▸ Task details
The data below must be copied in full and without any change.

▸ Data for processing
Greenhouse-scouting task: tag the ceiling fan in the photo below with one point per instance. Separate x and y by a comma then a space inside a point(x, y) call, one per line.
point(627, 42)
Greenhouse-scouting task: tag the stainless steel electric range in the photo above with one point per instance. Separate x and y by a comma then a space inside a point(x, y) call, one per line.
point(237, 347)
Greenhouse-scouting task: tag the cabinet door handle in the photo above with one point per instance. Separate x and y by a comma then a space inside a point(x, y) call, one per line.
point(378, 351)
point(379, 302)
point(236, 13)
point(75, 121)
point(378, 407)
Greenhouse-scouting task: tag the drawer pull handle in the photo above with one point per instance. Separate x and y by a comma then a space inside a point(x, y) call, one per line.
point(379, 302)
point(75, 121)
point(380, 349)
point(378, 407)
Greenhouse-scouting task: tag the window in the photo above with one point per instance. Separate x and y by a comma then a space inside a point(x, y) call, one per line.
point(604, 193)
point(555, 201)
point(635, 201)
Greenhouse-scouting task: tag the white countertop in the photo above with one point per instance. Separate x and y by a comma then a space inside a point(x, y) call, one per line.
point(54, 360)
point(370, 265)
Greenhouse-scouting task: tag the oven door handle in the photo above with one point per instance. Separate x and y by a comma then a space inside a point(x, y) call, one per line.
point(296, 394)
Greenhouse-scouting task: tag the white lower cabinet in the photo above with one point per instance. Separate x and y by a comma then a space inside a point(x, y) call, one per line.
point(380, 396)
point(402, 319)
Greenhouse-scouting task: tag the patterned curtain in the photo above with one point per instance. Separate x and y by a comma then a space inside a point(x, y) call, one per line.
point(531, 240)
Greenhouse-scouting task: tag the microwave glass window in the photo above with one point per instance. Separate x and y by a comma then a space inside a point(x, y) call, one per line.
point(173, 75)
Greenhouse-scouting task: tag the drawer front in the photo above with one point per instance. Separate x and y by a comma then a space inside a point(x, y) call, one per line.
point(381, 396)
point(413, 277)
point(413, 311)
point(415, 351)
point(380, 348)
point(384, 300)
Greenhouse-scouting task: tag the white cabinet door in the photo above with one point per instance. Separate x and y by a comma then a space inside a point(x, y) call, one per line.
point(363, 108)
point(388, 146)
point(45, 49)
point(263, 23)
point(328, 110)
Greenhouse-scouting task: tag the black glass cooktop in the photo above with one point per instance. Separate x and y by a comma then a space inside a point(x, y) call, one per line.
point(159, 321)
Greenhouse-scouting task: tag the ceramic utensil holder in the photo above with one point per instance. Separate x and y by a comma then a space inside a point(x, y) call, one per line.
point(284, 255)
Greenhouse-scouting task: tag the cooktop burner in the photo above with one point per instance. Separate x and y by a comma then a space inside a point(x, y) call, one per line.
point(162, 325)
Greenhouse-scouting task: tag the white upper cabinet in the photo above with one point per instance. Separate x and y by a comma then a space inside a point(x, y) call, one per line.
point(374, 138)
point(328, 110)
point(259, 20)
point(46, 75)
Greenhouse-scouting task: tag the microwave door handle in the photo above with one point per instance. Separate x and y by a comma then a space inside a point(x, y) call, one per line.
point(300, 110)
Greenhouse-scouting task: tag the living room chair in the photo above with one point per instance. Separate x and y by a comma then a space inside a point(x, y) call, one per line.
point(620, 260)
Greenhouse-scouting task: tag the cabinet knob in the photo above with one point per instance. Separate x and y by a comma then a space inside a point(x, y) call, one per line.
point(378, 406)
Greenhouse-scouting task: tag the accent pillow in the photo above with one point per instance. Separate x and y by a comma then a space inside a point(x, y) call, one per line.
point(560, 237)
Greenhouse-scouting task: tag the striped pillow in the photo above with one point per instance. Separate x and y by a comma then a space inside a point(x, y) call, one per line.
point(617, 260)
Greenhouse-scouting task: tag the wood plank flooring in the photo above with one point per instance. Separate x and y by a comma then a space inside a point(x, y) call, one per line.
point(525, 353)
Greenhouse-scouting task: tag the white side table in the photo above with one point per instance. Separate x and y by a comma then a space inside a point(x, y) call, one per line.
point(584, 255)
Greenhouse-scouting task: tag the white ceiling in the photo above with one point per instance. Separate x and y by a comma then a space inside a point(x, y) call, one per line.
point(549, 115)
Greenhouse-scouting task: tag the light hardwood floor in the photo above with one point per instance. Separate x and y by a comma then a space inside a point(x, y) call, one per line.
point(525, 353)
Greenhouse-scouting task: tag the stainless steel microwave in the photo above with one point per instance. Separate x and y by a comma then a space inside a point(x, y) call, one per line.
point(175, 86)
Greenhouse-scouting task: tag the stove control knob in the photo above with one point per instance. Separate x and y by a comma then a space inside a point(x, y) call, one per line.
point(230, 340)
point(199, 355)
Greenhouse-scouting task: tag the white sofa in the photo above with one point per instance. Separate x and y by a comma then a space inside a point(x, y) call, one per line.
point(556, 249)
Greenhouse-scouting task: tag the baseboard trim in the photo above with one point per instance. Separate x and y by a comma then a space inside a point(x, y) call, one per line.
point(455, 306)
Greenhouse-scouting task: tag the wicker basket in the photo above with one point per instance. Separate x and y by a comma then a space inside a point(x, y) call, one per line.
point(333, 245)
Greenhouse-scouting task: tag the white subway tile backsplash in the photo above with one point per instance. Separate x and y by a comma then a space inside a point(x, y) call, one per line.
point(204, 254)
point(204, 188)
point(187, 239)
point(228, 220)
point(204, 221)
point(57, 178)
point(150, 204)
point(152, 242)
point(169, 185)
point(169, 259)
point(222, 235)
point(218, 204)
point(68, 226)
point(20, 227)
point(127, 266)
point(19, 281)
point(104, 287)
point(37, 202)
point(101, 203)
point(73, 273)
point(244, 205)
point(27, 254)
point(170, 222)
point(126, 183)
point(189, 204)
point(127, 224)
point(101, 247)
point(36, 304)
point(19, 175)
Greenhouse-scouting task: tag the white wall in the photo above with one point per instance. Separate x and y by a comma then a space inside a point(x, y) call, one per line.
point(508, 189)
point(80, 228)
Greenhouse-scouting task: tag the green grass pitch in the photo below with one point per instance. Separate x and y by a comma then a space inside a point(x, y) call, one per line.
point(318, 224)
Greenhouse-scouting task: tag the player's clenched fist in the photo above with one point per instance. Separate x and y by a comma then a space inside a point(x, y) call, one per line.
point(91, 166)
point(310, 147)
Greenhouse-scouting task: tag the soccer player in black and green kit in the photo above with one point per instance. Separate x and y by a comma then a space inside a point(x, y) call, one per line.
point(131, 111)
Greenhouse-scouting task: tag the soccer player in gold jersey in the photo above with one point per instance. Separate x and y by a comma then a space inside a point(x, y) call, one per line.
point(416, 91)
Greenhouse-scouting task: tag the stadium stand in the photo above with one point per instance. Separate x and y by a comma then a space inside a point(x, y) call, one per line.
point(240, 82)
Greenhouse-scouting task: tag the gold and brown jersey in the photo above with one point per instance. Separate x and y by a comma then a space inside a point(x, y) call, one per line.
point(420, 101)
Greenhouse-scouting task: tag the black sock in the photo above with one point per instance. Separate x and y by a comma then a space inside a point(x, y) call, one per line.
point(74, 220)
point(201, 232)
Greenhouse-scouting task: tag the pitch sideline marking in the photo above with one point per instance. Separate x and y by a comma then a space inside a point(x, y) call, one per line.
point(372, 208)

▸ Reply to the task
Greenhouse-scouting task: tag the ceiling fan in the photo below with one point per instance. Separate x and y by a comma then a space inside a point(x, y) call, one per line.
point(627, 42)
Greenhouse-scouting task: tag the stainless steel electric range in the photo above with one point per instance. Separate x and y by a comma then a space inside a point(x, y) call, one per line.
point(237, 347)
Greenhouse-scouting task: tag the cabinet door handle in the photo above with one point per instance. Separate x and y by a comma then a space inside a point(x, y) call, one per line.
point(378, 351)
point(379, 302)
point(236, 13)
point(75, 121)
point(378, 407)
Greenhouse-scouting task: tag the drawer pull handle in the photo above with one point per instance. Separate x and y by a comma then a space inside a point(x, y) call, one per line.
point(379, 302)
point(75, 121)
point(380, 349)
point(378, 407)
Greenhouse-scouting task: tag the window in the photo above with one point per instance. Separate x and y by a comma then a space inside a point(x, y) call, one per line.
point(604, 193)
point(555, 201)
point(635, 201)
Greenhouse-scouting task: tag the white countertop in the photo above with one point per instance. Separate x and y by a comma then a space inside a point(x, y) call, one per line.
point(54, 360)
point(370, 265)
Greenhouse-scouting task: tag the oven door handle in the photo above with one point per instance. Separate x and y by a comma then a space inside a point(x, y) call, one per line.
point(296, 394)
Greenhouse-scouting task: tag the white lower cabinet in the photo above with one point per instance. Separate x and y by a comma then a space inside a point(x, y) call, one per line.
point(380, 396)
point(402, 319)
Greenhouse-scouting task: tag the patterned curtain in the photo above with one point per instance. Separate x and y by a comma then a space inside a point(x, y) call, one per line.
point(531, 240)
Greenhouse-scouting task: tag the microwave glass window in the photo above with one point per instance. Separate x and y by a comma then a space inside a point(x, y) call, one per line.
point(173, 75)
Greenhouse-scouting task: tag the drawer front in the photo above with one point per instance. Separate x and y by a comma then a space inside a point(x, y) call, one per line.
point(381, 396)
point(413, 277)
point(413, 311)
point(415, 351)
point(380, 348)
point(384, 300)
Greenhouse-scouting task: tag the white cabinet door in the photo above with one point per instance. Separate x and y by a comma then a space inside a point(x, y) call, one per line.
point(363, 108)
point(388, 146)
point(45, 49)
point(263, 23)
point(328, 110)
Greenhouse-scouting task: tag the black glass cooktop in the photo above with one point per instance. Separate x and y by a comma then a space inside a point(x, y) call, one per line.
point(159, 321)
Greenhouse-scouting task: tag the ceramic utensil holder in the photo above with one point per instance. Separate x and y by a comma then a space inside a point(x, y) call, one per line.
point(284, 255)
Greenhouse-scouting task: tag the cooktop burner in the photo above with one point per instance. Separate x and y by a comma then a space inside a point(x, y) call, one per line.
point(162, 325)
Greenhouse-scouting task: tag the white upper cabinet in the photo above with one point per instance. Separate x and y by a comma then a space inside a point(x, y) call, one per line.
point(374, 138)
point(328, 110)
point(259, 20)
point(46, 75)
Greenhouse-scouting task: tag the microwave door handle in the photo above with one point per instance. Separate x and y by a comma then a space inside a point(x, y) call, one per line.
point(300, 110)
Greenhouse-scouting task: tag the living room chair in the photo above with one point per instance. Separate x and y by a comma then a space inside a point(x, y) call, one per line.
point(620, 260)
Greenhouse-scouting task: tag the cabinet knob in the photo above with one point per instance. Separate x and y by a comma then a space inside a point(x, y) call, one per line.
point(378, 406)
Greenhouse-scouting task: tag the accent pillow in the photo above with one point per instance. Separate x and y by a comma then a space inside a point(x, y) call, one per line.
point(560, 237)
Greenhouse-scouting task: tag the striped pillow in the photo above with one point per instance. Separate x and y by a comma then a space inside a point(x, y) call, one per line.
point(617, 260)
Greenhouse-scouting task: tag the wood plank flooring in the photo above with one point per instance. Separate x and y by a comma then a space inside a point(x, y) call, one per line.
point(525, 353)
Greenhouse-scouting task: tag the white side table in the photo above with one point per instance. Separate x and y by a comma then a space inside a point(x, y) call, one per line.
point(584, 255)
Greenhouse-scouting task: tag the white ceiling in the photo above with one point per instance. Separate x and y by a comma then a space inside a point(x, y) call, one per line.
point(549, 115)
Greenhouse-scouting task: tag the light hardwood floor in the photo above with one point per instance. Separate x and y by a comma then a space inside a point(x, y) call, one per line.
point(525, 353)
Greenhouse-scouting task: tag the stainless steel microwave in the photo above with one point per instance. Separate x and y by a comma then a space inside a point(x, y) call, one per line.
point(175, 86)
Greenhouse-scouting task: tag the stove control knob in the photo above with one point per instance. Separate x and y by a comma then a space inside a point(x, y) call, one per line.
point(230, 340)
point(199, 355)
Greenhouse-scouting task: tag the white sofa in the photo above with one point per instance. Separate x and y by a comma then a space inside a point(x, y) call, one per line.
point(556, 249)
Greenhouse-scouting task: tag the baseboard trim in the photo above with one point per instance. Separate x and y by a comma then a space inside a point(x, y) call, one per line.
point(455, 306)
Greenhouse-scouting task: tag the wicker basket in the photo above with one point per instance. Separate x and y by a comma then a space inside a point(x, y) call, one per line.
point(333, 245)
Greenhouse-scouting task: tag the white subway tile backsplash in the photo above with one point per instance. Separate x and y by a comma then a space inside a point(x, y) call, one per line.
point(204, 254)
point(204, 188)
point(187, 239)
point(228, 220)
point(204, 221)
point(57, 178)
point(150, 204)
point(152, 242)
point(169, 185)
point(169, 259)
point(222, 235)
point(218, 204)
point(68, 226)
point(20, 227)
point(127, 266)
point(19, 281)
point(104, 287)
point(37, 202)
point(101, 203)
point(73, 273)
point(244, 205)
point(27, 254)
point(170, 222)
point(126, 183)
point(189, 204)
point(127, 224)
point(101, 247)
point(36, 304)
point(19, 175)
Greenhouse-scouting task: tag the white wall in the photo above with one point per instance. Separate x and y by a comma then a space inside a point(x, y) call, one per line.
point(508, 189)
point(80, 228)
Greenhouse-scouting task: tag the green grass pitch in the photo below with one point per instance. Separate x and y by a comma then a space inside a point(x, y) call, one per line.
point(318, 224)
Greenhouse-scouting task: tag the player's clenched fist in the photo above with one point per instance. Separate x and y by a comma then a space inside a point(x, y) call, one per line.
point(91, 166)
point(310, 147)
Greenhouse-scouting task: tag the soccer player in black and green kit in the photo above with one point per instance. Separate x and y by a comma then a space inside a point(x, y) call, one per line.
point(131, 111)
Greenhouse-scouting task: tag the soccer player in gold jersey in the photo above with one point per instance. Separate x and y by a comma then a space inside a point(x, y) call, one per line.
point(416, 91)
Greenhouse-scouting task: tag the stadium stand in the photo above with one point per instance. Separate x and y by a comma then a space inside a point(x, y) call, one per line.
point(240, 82)
Greenhouse-scouting task: tag the gold and brown jersey in the photo above with one point per instance. Separate x and y by a comma then a space inside a point(x, y) call, one per line.
point(420, 101)
Greenhouse-scouting task: tag the black sock in the photo above with one point per instance. Separate x and y by a comma then a space inside a point(x, y) call, one per line.
point(74, 220)
point(201, 232)
Greenhouse-scouting task: tag the pitch sideline marking in the photo above with one point per instance. Separate x and y by a comma then a space inside a point(x, y) call, one per line.
point(372, 208)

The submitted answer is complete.